--- begin THE RECORDS ---

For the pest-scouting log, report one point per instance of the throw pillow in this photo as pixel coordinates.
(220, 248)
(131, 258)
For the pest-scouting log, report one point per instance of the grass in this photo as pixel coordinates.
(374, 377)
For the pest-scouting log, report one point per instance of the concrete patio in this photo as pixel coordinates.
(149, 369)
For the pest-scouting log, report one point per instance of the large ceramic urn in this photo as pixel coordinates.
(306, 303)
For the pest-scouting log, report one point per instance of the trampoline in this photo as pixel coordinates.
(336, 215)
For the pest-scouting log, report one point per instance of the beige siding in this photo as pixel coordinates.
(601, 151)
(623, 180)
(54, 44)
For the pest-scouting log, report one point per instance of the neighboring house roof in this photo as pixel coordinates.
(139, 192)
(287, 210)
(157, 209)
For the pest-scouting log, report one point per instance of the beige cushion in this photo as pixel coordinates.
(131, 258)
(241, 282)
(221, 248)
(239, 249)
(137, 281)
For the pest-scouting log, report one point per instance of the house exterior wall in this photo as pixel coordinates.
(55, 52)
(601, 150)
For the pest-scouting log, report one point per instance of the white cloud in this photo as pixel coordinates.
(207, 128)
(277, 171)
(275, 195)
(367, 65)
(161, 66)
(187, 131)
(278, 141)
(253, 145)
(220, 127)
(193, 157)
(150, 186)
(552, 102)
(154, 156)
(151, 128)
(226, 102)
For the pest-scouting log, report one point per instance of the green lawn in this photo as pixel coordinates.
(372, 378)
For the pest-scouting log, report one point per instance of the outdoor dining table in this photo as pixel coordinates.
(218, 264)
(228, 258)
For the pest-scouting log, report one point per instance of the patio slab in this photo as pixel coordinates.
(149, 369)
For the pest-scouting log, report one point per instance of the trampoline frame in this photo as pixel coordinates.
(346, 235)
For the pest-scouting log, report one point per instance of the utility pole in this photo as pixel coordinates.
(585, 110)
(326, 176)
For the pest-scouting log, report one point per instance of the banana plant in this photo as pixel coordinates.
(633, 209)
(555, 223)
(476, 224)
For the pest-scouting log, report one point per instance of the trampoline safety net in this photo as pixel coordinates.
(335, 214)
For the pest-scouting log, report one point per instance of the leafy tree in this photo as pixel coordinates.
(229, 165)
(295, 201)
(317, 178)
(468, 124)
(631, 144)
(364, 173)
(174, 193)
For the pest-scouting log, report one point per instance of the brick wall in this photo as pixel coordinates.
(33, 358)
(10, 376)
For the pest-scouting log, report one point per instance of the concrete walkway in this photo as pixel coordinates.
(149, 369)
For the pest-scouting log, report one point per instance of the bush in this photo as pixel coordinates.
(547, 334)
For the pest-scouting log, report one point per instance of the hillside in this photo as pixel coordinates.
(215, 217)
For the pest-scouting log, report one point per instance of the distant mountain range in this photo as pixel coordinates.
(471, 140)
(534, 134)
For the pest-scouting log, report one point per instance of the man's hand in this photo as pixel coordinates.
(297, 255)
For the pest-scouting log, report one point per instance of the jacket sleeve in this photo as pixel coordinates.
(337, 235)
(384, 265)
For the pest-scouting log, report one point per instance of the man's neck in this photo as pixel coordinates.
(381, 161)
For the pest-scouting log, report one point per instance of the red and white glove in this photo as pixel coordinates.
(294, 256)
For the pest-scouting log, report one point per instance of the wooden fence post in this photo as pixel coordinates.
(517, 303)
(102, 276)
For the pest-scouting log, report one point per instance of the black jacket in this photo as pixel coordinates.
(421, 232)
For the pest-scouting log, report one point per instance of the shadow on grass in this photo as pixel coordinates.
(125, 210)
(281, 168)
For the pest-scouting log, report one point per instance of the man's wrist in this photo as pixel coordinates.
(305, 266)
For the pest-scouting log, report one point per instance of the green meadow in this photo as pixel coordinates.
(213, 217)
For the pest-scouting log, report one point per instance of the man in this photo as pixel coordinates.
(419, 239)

--- end THE RECORDS ---

● STATED PROBLEM:
Nothing should be changed: write out all of the data as is.

● RESULT:
For the pest-scouting log, report one point per instance of the throw pillow in this photo as pixel coordinates.
(220, 248)
(131, 258)
For the pest-scouting log, report one point per instance of the grass in this photo as pixel coordinates.
(374, 377)
For the pest-scouting log, report one point per instance of the concrete patio in this photo as pixel coordinates.
(149, 369)
For the pest-scouting log, report one point per instance of the large ceramic urn in this photo as pixel coordinates.
(306, 303)
For the pest-scouting log, report one point per instance of the trampoline in this photo as pixel coordinates.
(336, 215)
For the pest-scouting log, report one point per instance of the beige siding in this photo as pixel coordinates.
(601, 151)
(623, 180)
(54, 44)
For the pest-scouting log, report one point per instance of the neighboring house roof in this photo as pixel coordinates.
(139, 192)
(287, 210)
(157, 209)
For the pest-scouting log, report one point per instance of the beige cushion in this photo as pixel coordinates.
(131, 258)
(241, 282)
(221, 248)
(239, 249)
(137, 281)
For the pest-scouting log, report one point per instance of the house exterior wall in this photo as pixel coordinates.
(55, 52)
(601, 150)
For the pest-scouting log, report one point per instance of the white cloud in this photo as pixel coordinates.
(207, 128)
(277, 171)
(275, 195)
(367, 65)
(161, 66)
(187, 131)
(278, 141)
(253, 145)
(220, 127)
(193, 157)
(150, 186)
(552, 102)
(154, 156)
(151, 128)
(226, 102)
For the pest-scouting log, report one point per instance of the green lawn in this photo as pixel coordinates.
(372, 378)
For the pest-scouting log, report one point per instance of the outdoor dining table in this photo as pixel coordinates.
(218, 264)
(228, 258)
For the pest-scouting log, report one point per instance of the patio slab in this photo as pixel coordinates.
(149, 369)
For the pest-scouting log, report one point per instance of the trampoline frame in this photo as pixel coordinates.
(346, 235)
For the pest-scouting log, report one point per instance of the utility pole in this photo as pixel coordinates.
(585, 110)
(326, 176)
For the pest-scouting log, report one point per instance of the banana plant in this photo as pixel coordinates.
(633, 209)
(555, 223)
(476, 224)
For the pest-scouting log, report one point per instance of the trampoline safety net in this photo as pixel coordinates.
(335, 214)
For the pest-scouting log, report one point per instance of the leafy tree in this photo as pixel coordinates.
(229, 165)
(295, 201)
(317, 178)
(468, 124)
(631, 144)
(364, 173)
(174, 193)
For the pest-scouting log, report one point per instance of the brick wall in this photo as pixel coordinates.
(33, 358)
(10, 376)
For the pest-scouting log, report one point per instance of the concrete walkway in this photo as pixel coordinates.
(149, 369)
For the pest-scouting log, report one point per instance of the bush in this photo as pixel coordinates.
(547, 334)
For the pest-scouting log, report one point per instance of the hillside in this photo as pixel coordinates.
(215, 217)
For the pest-scouting log, report one point per instance of the distant mountain range in this photo as pixel coordinates.
(471, 140)
(534, 134)
For the pest-scouting log, report one point per instance of the man's hand in this photo as pixel coordinates.
(297, 255)
For the pest-scouting log, report one point per instance of the jacket sleeve in this photo as pixel coordinates.
(337, 235)
(384, 265)
For the pest-scouting log, report one point per instance of the man's neck in this photo as pixel coordinates.
(381, 161)
For the pest-scouting log, report one point per instance of the red and white glove in this photo as pixel coordinates.
(294, 256)
For the pest-scouting log, report one point per instance of the wooden fence post in this photo as pixel coordinates.
(517, 303)
(102, 276)
For the pest-scouting log, report one point per instance of the black jacket in this photo as pixel coordinates.
(421, 232)
For the pest-scouting log, report one point per instance of the shadow on grass in this photo as pixel coordinates.
(125, 210)
(281, 168)
For the pest-scouting log, report one point per instance of the man's wrist in this photo as pixel coordinates.
(305, 266)
For the pest-scouting log, report one point per instance of the green meadow in this photo as pixel coordinates.
(213, 217)
For the pest-scouting log, report one point per instance of the man in this photo as pixel coordinates.
(419, 239)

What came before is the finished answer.